(MATERIAL FOR THE TASK Opens)

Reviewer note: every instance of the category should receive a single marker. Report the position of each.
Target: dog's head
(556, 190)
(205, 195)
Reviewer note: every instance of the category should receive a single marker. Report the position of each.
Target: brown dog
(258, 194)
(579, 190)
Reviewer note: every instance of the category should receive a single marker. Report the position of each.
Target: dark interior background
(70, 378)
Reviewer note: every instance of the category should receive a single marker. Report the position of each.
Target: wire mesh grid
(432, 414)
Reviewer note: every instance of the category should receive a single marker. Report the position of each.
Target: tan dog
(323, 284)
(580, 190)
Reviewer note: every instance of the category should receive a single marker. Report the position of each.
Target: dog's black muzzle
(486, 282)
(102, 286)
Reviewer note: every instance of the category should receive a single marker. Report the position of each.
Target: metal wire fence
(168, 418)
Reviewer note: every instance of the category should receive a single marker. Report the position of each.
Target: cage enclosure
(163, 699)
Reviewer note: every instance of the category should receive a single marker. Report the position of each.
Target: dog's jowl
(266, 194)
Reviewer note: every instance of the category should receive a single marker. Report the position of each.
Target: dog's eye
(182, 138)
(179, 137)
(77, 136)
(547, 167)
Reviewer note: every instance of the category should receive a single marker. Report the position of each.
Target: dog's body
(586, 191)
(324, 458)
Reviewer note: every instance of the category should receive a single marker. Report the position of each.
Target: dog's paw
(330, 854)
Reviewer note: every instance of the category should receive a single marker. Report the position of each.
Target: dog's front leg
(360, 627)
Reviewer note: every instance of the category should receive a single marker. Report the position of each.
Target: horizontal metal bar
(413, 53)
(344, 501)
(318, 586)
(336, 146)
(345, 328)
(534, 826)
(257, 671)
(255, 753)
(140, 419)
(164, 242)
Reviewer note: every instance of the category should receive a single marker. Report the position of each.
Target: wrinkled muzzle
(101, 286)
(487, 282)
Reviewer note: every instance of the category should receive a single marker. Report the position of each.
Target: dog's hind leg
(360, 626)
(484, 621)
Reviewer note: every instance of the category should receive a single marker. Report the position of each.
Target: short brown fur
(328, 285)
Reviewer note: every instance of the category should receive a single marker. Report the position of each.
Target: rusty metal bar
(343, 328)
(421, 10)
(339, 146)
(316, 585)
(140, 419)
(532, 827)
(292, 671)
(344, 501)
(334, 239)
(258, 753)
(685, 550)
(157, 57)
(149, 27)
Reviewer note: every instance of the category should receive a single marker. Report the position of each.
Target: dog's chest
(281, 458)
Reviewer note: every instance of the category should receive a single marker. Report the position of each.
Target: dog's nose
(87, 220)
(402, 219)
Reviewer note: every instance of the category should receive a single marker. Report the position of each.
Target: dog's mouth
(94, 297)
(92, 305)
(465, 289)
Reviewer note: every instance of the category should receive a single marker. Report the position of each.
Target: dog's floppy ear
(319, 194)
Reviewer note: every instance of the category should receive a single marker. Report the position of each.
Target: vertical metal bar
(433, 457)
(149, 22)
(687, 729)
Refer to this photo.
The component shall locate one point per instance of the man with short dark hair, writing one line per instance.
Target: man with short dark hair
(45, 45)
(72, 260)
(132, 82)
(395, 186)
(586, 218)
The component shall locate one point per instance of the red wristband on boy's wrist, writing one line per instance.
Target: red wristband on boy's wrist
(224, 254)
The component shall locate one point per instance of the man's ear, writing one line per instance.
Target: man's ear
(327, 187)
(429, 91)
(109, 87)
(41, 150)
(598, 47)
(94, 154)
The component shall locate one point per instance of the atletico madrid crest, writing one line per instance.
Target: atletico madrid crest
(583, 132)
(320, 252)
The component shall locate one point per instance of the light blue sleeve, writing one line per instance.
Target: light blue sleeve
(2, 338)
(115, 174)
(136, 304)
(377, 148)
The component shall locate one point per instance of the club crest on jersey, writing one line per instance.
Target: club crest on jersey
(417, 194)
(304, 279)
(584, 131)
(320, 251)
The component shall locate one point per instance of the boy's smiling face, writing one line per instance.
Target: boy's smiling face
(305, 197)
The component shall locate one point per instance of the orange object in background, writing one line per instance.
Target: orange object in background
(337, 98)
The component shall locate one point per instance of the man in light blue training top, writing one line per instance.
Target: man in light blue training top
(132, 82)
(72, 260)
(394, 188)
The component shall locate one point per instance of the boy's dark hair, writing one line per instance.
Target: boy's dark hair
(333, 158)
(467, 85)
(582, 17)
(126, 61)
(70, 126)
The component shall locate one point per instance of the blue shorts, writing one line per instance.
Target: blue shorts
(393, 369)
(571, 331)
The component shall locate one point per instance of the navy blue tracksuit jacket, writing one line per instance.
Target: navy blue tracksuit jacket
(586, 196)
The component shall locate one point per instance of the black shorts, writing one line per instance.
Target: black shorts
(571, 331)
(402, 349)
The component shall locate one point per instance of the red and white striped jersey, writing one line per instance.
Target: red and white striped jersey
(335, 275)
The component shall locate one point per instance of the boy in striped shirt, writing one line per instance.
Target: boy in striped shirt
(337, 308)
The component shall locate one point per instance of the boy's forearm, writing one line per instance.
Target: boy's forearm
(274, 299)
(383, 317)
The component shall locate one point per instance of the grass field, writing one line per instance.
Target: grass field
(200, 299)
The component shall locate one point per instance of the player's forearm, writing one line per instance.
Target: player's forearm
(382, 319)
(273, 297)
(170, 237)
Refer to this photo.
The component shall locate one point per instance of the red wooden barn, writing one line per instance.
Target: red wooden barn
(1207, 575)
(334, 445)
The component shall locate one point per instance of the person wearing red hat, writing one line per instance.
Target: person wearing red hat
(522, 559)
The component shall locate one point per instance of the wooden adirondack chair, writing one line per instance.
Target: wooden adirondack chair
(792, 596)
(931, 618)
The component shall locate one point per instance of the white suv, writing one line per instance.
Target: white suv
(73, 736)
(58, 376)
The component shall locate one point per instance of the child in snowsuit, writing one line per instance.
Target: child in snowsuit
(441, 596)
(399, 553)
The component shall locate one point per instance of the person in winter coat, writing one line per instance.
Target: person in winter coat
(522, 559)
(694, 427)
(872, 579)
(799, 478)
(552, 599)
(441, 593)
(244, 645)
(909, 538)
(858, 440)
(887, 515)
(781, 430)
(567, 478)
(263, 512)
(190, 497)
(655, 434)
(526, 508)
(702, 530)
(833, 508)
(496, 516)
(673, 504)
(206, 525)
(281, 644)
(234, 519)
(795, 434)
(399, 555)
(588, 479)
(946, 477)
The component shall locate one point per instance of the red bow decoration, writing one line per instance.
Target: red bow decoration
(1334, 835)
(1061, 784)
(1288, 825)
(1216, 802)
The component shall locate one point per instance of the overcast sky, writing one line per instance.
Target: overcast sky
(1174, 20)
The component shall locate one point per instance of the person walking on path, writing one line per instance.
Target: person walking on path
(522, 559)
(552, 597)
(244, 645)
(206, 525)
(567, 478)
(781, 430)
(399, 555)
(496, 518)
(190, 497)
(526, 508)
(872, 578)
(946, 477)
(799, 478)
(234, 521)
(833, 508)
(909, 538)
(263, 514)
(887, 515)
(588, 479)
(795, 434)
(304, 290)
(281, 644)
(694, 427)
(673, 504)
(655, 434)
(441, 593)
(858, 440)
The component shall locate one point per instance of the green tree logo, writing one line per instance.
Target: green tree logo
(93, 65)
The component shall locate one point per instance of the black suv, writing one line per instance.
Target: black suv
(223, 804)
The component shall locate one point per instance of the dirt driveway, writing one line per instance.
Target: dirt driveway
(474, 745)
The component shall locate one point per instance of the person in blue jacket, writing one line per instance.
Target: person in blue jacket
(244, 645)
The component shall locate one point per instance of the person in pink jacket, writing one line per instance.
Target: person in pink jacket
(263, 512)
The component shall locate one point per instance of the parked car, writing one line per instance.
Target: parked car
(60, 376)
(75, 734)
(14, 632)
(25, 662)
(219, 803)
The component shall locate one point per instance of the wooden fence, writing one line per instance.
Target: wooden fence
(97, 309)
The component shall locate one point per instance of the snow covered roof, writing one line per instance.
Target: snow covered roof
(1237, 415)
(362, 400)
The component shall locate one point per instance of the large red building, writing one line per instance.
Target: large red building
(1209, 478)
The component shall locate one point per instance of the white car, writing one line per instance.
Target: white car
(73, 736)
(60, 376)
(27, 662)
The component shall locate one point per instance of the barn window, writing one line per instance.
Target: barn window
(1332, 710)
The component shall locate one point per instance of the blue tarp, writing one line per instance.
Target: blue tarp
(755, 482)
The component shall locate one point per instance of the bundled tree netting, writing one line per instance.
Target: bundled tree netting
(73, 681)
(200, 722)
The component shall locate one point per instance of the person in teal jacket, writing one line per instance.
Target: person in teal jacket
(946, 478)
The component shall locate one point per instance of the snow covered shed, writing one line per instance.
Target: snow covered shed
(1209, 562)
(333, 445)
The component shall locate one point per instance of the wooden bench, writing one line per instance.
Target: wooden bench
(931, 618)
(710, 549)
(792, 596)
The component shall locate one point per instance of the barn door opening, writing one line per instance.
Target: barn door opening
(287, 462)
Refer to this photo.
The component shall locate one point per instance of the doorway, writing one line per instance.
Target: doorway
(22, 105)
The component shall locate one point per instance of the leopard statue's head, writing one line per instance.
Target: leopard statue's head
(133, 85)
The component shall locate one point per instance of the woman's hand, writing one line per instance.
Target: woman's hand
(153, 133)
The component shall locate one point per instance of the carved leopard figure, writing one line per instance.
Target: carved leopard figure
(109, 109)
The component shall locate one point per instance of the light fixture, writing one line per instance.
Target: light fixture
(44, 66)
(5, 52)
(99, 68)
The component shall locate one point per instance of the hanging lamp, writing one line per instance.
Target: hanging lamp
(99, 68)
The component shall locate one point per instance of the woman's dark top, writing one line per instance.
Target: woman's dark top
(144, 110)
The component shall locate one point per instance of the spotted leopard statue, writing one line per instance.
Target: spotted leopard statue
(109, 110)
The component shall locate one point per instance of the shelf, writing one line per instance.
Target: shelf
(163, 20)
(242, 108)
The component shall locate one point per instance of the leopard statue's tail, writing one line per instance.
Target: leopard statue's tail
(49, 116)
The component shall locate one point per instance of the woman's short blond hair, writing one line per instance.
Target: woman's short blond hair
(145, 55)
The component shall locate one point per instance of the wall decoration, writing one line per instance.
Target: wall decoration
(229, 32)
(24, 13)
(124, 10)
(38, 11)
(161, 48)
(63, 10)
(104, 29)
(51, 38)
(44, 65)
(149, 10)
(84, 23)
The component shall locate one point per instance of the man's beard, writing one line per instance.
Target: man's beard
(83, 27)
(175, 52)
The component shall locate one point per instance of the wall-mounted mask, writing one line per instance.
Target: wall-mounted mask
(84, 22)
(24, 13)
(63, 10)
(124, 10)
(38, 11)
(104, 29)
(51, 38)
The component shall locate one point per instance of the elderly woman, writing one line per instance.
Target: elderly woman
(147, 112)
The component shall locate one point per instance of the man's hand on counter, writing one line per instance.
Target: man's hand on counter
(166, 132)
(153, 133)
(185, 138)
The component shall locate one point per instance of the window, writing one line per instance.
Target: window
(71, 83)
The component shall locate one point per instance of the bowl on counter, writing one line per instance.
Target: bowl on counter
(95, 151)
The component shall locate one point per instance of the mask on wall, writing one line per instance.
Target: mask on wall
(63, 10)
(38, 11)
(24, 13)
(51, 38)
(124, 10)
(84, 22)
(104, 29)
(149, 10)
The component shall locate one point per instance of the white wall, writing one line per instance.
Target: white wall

(MATERIAL FOR THE TASK Closes)

*WHAT TO DO:*
Beginning with the line that contains "wall decoration, writing one line per instance.", quote each line exactly through the last line of the entries above, and nothing beyond them.

*RESULT OF THIS EXERCISE:*
The component shall locate one point per instance of the wall decoration, writing one line per instance.
Target: wall decoration
(229, 32)
(24, 13)
(124, 10)
(38, 11)
(161, 48)
(63, 10)
(104, 29)
(51, 38)
(44, 65)
(149, 10)
(84, 23)
The component shall locate one point per instance of the man's beard, writing one line per instance.
Target: man's beard
(83, 27)
(175, 52)
The component shall locate one point per instance of the wall-mounted mask, writing one line per instance.
Target: wall-mounted mask
(84, 22)
(24, 13)
(63, 10)
(124, 10)
(38, 11)
(104, 29)
(51, 38)
The component shall locate one point per instance of the elderly woman, writing one line per instance.
Target: elderly woman
(147, 112)
The component shall locate one point per instance of the man's hand on counter, writing one line per instance.
Target: man's hand on counter
(166, 132)
(153, 133)
(185, 138)
The component shall locate one point per instance of the window, writing one line per instance.
Target: window
(71, 83)
The component shall locate one point per instance of the bowl on counter, writing one line per instance.
Target: bowl on counter
(95, 151)
The component shall locate one point per instance of the mask on wall, writing one line per instance.
Target: mask on wall
(63, 10)
(38, 11)
(24, 13)
(51, 38)
(124, 10)
(84, 22)
(104, 29)
(149, 10)
The component shall locate one point per instance of the white wall, writing one line per instance.
Target: white wall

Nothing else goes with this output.